Problem statement | Write out the entries, please, from the line containing "Target: white belly" through their final line, exactly and with nothing else.

(Records from a collection)
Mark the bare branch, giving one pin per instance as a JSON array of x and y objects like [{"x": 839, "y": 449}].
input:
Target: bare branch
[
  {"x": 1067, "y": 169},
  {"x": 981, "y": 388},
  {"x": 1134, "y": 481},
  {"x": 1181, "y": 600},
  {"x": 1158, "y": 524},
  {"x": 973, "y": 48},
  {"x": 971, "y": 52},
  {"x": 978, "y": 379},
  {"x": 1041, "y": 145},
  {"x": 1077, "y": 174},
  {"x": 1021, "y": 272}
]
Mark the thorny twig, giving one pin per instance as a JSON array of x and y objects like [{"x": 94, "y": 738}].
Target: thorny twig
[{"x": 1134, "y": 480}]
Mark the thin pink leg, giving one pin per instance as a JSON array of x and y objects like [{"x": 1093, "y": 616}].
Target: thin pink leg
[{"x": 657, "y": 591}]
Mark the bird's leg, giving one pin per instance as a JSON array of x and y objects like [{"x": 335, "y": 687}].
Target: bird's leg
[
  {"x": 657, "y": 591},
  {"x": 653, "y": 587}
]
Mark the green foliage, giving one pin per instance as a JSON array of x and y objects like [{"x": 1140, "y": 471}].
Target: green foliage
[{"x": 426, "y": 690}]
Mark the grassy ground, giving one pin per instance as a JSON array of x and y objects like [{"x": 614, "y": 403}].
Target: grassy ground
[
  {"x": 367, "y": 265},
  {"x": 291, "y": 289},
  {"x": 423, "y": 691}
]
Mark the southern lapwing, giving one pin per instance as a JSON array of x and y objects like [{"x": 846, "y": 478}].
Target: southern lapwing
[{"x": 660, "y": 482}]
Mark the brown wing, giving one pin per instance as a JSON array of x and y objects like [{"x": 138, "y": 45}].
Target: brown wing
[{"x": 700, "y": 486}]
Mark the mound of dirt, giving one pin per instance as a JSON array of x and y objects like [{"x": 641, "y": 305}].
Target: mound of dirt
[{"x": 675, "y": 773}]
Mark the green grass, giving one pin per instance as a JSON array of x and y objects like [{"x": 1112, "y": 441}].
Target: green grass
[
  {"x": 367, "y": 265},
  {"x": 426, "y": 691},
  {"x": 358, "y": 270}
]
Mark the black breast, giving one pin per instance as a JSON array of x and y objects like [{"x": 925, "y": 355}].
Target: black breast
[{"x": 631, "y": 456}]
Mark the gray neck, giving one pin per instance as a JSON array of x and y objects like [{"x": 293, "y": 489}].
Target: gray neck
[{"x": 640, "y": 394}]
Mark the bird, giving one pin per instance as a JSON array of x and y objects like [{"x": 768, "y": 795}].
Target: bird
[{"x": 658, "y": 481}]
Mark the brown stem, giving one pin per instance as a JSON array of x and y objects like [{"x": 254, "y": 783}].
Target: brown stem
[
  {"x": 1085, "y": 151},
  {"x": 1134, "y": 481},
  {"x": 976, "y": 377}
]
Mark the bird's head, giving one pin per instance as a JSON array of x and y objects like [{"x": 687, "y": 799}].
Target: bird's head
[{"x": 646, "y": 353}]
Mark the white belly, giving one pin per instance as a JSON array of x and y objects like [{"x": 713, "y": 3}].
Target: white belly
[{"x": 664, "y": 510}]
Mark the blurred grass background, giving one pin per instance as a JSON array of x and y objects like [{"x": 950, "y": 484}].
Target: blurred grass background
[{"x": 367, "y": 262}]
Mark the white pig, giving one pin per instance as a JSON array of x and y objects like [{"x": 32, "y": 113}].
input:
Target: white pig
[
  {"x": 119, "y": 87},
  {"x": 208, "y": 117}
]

Solution to the exercise |
Target: white belly
[{"x": 664, "y": 510}]
Mark the blurred grass background, giving one pin per instance as a JSON array of x and y objects like [{"x": 950, "y": 484}].
Target: blurred grass background
[{"x": 367, "y": 262}]
Mark the white pig, giving one pin per instance as a JSON array of x and y objects like [{"x": 32, "y": 113}].
input:
Target: white pig
[
  {"x": 119, "y": 87},
  {"x": 208, "y": 117}
]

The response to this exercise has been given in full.